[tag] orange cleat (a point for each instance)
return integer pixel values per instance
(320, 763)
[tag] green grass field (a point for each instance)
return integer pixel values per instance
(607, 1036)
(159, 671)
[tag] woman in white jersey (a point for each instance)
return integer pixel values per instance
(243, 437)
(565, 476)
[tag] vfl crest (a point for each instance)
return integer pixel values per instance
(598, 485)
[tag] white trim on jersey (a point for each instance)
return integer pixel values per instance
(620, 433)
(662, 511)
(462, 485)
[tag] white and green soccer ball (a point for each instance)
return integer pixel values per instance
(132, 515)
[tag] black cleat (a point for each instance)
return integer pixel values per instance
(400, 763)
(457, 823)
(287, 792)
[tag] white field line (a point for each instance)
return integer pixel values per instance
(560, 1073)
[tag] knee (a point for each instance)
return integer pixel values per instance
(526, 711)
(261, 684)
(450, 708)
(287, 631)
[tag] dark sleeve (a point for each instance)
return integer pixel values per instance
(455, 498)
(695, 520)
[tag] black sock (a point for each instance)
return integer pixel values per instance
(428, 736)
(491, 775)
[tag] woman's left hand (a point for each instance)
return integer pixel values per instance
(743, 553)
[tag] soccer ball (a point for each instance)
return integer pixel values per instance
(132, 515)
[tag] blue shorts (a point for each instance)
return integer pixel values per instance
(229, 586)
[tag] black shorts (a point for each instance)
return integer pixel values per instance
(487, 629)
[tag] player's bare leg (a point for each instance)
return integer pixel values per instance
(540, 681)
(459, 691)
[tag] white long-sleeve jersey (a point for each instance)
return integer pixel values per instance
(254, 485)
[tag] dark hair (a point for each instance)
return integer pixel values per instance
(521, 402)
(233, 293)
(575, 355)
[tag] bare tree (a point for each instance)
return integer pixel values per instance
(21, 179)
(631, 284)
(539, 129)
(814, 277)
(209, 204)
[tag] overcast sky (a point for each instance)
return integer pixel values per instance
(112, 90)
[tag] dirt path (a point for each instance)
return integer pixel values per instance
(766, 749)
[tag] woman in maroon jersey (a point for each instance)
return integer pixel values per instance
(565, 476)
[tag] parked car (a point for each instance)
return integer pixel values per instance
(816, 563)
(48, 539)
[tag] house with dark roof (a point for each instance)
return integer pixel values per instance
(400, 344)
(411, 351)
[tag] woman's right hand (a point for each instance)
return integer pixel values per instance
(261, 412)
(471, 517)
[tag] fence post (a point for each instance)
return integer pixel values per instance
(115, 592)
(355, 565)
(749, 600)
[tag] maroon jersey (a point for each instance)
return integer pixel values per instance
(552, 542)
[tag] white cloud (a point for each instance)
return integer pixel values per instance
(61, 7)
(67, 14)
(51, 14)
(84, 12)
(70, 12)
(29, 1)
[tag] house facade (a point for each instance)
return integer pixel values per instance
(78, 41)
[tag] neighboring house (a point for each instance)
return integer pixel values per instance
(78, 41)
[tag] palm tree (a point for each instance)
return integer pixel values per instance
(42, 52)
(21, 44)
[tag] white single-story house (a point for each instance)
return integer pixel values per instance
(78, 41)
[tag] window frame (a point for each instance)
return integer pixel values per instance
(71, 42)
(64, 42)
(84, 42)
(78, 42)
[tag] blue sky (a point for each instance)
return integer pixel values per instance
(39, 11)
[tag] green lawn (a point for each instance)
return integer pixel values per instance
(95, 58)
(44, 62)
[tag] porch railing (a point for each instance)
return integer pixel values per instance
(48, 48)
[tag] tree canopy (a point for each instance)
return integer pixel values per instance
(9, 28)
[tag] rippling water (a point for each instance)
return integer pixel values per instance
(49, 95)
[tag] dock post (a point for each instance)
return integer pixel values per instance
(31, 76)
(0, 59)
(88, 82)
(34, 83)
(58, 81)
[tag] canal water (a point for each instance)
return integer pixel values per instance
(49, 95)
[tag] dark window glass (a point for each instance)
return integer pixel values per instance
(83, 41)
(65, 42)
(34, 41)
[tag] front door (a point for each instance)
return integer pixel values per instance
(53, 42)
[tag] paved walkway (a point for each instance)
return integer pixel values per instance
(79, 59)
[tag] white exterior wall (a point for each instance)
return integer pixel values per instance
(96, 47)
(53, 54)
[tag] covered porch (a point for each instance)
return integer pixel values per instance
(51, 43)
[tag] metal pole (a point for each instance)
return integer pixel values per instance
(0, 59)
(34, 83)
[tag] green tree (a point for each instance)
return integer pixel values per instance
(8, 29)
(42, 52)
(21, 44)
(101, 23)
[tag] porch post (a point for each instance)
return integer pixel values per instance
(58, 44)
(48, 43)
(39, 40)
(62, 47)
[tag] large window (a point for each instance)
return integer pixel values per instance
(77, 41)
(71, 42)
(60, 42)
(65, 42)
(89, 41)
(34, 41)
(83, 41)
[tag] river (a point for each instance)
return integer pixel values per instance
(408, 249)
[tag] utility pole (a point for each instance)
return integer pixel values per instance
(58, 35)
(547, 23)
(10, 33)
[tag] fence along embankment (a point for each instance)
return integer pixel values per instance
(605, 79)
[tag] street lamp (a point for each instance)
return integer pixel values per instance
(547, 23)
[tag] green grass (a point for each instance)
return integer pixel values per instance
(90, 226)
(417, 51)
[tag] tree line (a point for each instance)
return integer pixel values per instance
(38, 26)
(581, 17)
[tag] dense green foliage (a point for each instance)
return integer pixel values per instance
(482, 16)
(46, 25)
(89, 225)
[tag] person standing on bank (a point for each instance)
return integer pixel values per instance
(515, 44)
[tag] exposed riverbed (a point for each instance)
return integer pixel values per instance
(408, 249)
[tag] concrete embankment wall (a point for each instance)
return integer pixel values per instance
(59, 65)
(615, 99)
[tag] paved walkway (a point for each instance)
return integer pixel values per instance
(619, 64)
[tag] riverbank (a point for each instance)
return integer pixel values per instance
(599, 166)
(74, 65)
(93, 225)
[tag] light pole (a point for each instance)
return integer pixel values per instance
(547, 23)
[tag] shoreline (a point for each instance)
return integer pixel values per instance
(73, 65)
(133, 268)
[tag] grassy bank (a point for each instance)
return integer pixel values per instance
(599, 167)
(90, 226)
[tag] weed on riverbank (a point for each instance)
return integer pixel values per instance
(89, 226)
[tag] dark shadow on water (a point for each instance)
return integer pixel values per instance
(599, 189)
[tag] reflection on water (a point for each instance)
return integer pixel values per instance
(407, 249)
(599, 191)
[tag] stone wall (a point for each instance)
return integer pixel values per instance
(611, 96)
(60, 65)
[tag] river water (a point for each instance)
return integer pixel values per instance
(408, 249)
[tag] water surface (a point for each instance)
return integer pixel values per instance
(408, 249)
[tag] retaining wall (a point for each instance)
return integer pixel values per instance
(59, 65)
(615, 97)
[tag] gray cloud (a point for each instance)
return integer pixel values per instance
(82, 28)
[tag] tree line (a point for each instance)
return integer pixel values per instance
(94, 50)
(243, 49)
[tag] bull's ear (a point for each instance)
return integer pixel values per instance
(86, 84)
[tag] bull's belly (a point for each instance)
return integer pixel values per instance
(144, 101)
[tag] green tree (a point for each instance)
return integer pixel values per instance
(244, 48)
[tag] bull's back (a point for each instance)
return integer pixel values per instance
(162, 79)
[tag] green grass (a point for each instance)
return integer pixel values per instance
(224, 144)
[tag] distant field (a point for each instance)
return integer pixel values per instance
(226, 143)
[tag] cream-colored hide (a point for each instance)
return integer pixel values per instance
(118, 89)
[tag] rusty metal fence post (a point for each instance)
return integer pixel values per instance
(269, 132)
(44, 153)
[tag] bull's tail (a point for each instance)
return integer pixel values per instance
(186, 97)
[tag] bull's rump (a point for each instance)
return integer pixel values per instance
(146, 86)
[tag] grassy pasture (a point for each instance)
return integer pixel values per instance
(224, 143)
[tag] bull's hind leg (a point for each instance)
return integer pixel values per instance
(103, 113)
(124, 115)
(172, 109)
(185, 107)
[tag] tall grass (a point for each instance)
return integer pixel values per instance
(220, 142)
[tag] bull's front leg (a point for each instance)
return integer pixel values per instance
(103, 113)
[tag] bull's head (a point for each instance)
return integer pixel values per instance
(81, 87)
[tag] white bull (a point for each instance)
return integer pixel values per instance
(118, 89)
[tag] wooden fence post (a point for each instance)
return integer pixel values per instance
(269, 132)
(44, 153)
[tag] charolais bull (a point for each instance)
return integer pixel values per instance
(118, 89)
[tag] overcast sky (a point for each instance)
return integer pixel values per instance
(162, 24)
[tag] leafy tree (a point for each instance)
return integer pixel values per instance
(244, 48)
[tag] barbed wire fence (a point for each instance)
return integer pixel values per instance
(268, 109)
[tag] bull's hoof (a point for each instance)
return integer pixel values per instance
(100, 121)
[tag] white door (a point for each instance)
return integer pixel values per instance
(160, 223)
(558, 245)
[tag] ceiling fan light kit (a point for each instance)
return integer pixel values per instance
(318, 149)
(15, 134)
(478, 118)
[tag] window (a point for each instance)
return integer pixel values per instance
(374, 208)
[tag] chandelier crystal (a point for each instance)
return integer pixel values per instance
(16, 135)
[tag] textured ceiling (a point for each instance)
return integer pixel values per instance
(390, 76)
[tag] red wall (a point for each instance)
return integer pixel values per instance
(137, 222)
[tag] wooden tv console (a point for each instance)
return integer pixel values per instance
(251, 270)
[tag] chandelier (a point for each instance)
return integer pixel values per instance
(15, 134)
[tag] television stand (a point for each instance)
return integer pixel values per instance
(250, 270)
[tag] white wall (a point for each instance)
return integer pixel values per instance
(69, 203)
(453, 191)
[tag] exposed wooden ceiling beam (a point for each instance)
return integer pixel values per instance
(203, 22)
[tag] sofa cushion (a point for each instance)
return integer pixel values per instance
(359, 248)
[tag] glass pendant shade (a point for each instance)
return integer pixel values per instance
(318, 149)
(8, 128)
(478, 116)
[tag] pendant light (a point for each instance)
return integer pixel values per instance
■ ■ ■ ■ ■
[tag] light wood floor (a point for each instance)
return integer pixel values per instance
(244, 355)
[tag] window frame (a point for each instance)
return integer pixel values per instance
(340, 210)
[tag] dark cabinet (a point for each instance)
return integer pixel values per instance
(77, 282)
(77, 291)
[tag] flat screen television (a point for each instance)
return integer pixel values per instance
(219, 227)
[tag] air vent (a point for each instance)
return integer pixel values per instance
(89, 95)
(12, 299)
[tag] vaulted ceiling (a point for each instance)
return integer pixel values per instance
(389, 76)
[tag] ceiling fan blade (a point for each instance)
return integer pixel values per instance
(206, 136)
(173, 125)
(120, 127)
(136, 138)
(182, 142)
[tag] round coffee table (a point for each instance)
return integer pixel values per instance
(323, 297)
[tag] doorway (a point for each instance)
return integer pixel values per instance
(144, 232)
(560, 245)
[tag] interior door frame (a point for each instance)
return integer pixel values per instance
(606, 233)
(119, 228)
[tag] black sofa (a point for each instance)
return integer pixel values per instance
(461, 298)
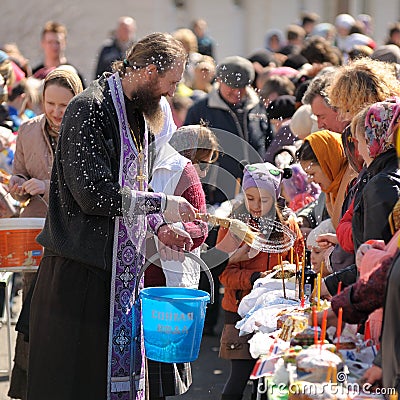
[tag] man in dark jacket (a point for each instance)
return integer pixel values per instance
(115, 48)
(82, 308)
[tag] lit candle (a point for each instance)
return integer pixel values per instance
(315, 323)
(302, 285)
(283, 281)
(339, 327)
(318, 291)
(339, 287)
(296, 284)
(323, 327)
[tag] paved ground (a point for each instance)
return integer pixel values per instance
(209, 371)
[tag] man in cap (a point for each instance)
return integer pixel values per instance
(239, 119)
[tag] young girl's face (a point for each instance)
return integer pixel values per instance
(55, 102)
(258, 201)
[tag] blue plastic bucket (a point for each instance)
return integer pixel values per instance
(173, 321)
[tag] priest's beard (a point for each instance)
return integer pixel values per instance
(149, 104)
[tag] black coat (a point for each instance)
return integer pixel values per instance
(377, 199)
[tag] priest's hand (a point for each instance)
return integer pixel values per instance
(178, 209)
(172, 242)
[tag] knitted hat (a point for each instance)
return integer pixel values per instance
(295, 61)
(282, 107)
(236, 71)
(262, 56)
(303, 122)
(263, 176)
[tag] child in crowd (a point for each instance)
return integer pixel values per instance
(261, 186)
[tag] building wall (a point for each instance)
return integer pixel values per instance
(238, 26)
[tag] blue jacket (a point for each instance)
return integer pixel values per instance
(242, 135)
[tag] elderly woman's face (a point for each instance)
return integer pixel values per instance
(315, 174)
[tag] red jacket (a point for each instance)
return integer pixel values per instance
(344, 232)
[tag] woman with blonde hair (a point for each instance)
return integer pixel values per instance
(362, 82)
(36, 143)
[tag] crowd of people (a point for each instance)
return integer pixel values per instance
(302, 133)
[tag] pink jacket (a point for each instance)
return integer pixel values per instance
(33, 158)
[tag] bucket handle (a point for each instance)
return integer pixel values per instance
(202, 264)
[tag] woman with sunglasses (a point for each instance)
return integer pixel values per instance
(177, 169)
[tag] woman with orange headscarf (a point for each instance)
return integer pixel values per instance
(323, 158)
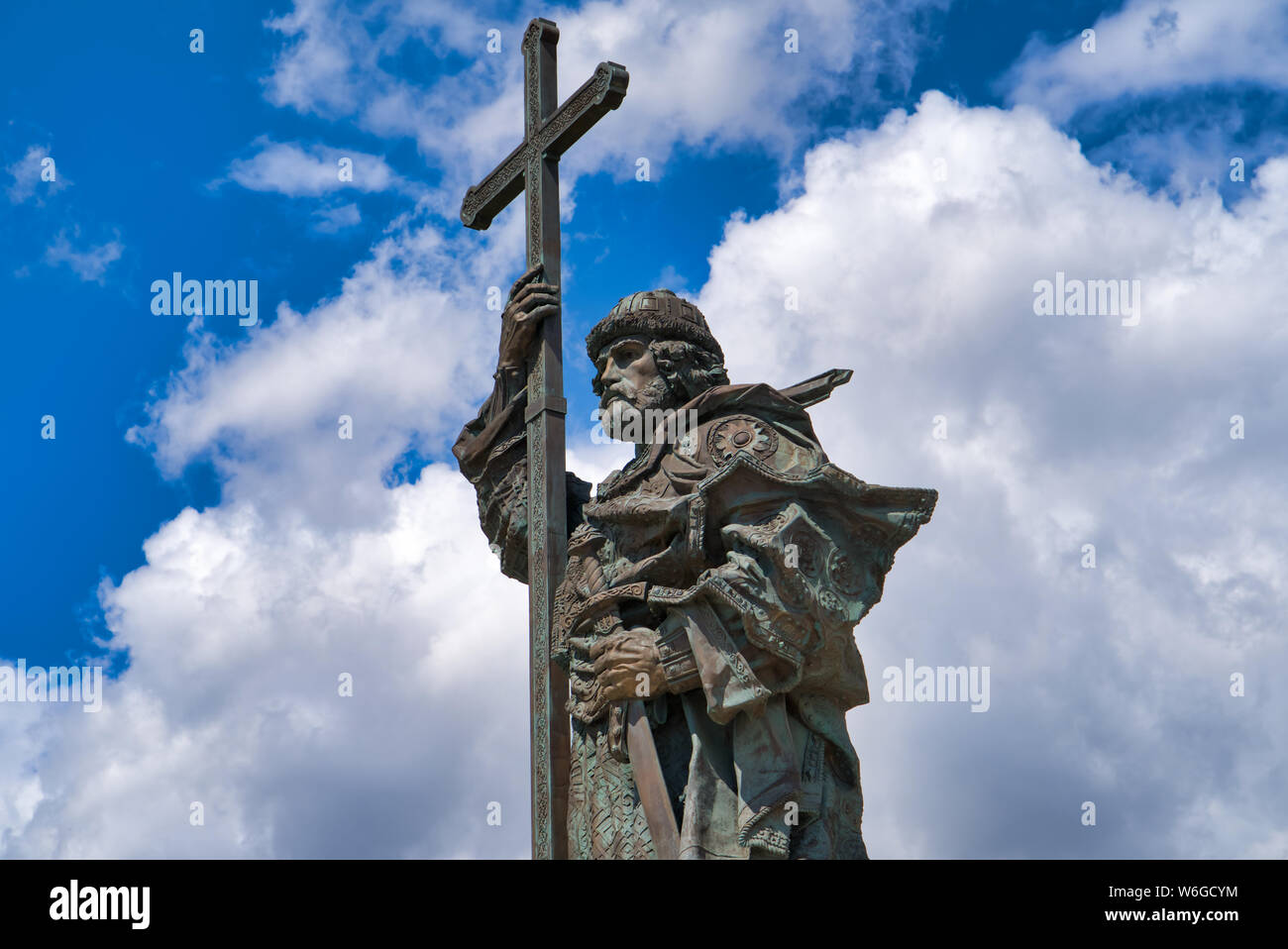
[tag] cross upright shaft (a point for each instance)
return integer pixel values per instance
■ ■ ■ ■ ■
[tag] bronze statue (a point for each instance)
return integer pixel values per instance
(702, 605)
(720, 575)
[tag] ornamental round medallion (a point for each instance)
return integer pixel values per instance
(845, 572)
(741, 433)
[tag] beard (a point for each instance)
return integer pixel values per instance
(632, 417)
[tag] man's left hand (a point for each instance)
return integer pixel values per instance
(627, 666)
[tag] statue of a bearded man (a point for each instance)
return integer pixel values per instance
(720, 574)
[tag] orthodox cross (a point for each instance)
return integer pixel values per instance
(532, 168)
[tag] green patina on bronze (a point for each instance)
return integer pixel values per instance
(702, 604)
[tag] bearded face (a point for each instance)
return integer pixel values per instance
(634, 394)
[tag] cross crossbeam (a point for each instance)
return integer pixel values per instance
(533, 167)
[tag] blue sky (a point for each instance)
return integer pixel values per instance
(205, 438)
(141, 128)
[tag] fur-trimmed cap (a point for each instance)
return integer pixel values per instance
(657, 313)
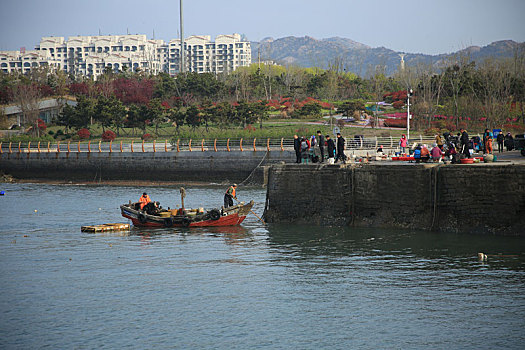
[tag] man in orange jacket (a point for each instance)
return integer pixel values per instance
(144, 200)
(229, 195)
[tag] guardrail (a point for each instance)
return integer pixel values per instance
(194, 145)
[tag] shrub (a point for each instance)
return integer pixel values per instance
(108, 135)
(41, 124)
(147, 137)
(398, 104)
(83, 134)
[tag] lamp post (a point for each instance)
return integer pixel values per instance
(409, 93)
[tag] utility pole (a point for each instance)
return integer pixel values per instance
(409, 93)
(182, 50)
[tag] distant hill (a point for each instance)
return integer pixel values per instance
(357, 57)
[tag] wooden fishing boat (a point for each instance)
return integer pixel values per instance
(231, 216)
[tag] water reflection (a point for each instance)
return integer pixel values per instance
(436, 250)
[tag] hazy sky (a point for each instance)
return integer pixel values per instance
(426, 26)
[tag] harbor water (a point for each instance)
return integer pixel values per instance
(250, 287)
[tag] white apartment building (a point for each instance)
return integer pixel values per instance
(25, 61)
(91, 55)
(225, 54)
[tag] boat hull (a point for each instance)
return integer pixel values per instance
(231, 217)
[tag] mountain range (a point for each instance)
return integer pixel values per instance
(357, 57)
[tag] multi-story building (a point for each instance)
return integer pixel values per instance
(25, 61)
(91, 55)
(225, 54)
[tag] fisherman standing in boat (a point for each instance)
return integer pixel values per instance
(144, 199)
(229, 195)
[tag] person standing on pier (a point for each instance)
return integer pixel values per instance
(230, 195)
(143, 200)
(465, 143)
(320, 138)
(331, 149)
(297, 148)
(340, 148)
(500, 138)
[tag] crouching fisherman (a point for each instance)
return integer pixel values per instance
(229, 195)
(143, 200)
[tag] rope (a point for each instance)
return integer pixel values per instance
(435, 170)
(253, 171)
■ ■ ■ ■ ■
• Problem statement: Take from the material above the lines running from the one with "[tag] street lamp (a point for each instance)" through the one with "[tag] weed on", and repeat them exactly, with nothing else.

• Written solution:
[tag] street lamp (a point for each instance)
return integer pixel values per instance
(547, 23)
[tag] green grass (a point for each instance)
return integer pixel values per instance
(90, 226)
(417, 51)
[tag] tree line (a point for each instance)
return integer pixel values per instance
(38, 26)
(581, 17)
[tag] dense green foliage (a point for each instance)
return integer pixel values per instance
(482, 16)
(46, 25)
(89, 225)
[tag] person standing on bank (a point for each instance)
return integer pixel values per instance
(515, 44)
[tag] exposed riverbed (a point for each instance)
return integer pixel values per instance
(408, 249)
[tag] concrete embankment wall (a point for each instance)
return integer pixel values per instance
(59, 65)
(615, 99)
[tag] paved walkway (a point for each instance)
return integer pixel values per instance
(619, 64)
[tag] riverbank (a point for each instance)
return integer pixel values per instance
(599, 166)
(74, 65)
(93, 225)
[tag] light pole (a point for each instance)
return integer pixel values per instance
(547, 23)
[tag] shoreline (a point for each instance)
return integer pixel values per instance
(73, 65)
(133, 268)
[tag] grassy bank (a point for each instance)
return integer pixel values per instance
(599, 167)
(90, 226)
[tag] weed on riverbank (a point for each instance)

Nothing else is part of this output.